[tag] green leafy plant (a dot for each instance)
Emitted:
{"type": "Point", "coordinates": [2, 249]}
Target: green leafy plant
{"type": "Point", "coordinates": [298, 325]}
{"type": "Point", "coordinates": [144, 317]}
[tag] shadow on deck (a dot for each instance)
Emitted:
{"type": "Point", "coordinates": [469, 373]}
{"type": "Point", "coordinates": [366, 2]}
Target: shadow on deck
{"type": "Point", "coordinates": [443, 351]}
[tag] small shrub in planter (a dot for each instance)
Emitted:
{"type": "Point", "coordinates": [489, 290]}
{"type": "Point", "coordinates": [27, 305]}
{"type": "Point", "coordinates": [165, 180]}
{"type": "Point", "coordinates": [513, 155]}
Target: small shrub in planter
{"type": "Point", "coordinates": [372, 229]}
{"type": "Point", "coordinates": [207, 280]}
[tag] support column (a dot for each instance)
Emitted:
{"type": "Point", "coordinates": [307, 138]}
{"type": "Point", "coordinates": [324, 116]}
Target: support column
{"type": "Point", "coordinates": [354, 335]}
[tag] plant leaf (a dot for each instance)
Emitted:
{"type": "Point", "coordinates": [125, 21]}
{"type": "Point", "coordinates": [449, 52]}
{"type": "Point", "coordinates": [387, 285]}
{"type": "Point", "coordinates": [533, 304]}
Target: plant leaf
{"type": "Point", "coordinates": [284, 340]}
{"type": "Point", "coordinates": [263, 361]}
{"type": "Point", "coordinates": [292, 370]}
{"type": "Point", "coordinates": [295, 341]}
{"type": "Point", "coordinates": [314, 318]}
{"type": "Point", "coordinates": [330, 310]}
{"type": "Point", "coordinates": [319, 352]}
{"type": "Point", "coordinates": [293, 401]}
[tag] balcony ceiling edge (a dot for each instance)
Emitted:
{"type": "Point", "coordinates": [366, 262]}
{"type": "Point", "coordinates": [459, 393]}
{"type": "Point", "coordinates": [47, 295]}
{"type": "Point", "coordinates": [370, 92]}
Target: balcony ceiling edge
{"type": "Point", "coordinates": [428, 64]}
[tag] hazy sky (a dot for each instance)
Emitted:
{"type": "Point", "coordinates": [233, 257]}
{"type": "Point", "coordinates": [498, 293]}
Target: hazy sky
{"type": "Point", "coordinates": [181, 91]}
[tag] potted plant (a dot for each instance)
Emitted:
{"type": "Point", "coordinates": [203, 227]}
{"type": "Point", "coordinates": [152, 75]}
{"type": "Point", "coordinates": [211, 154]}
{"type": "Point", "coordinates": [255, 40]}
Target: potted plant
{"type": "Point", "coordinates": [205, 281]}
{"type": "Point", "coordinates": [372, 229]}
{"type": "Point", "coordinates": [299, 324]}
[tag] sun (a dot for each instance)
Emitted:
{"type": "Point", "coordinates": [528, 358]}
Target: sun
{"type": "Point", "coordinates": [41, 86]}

:::

_YOUR INSTRUCTIONS:_ Which lines above hold the string "each"? Copy every one of them.

_ANSWER SECTION:_
[tag] green leafy plant (a dot for each instance)
[tag] shadow on deck (a dot for each instance)
[tag] small shrub in planter (a dot for each instance)
[tag] support column (a dot for each instance)
[tag] plant leaf (a dot for each instance)
[tag] balcony ceiling edge (a dot for each instance)
[tag] hazy sky (a dot for each instance)
[tag] potted plant (a dot for each instance)
[tag] sun (a dot for each instance)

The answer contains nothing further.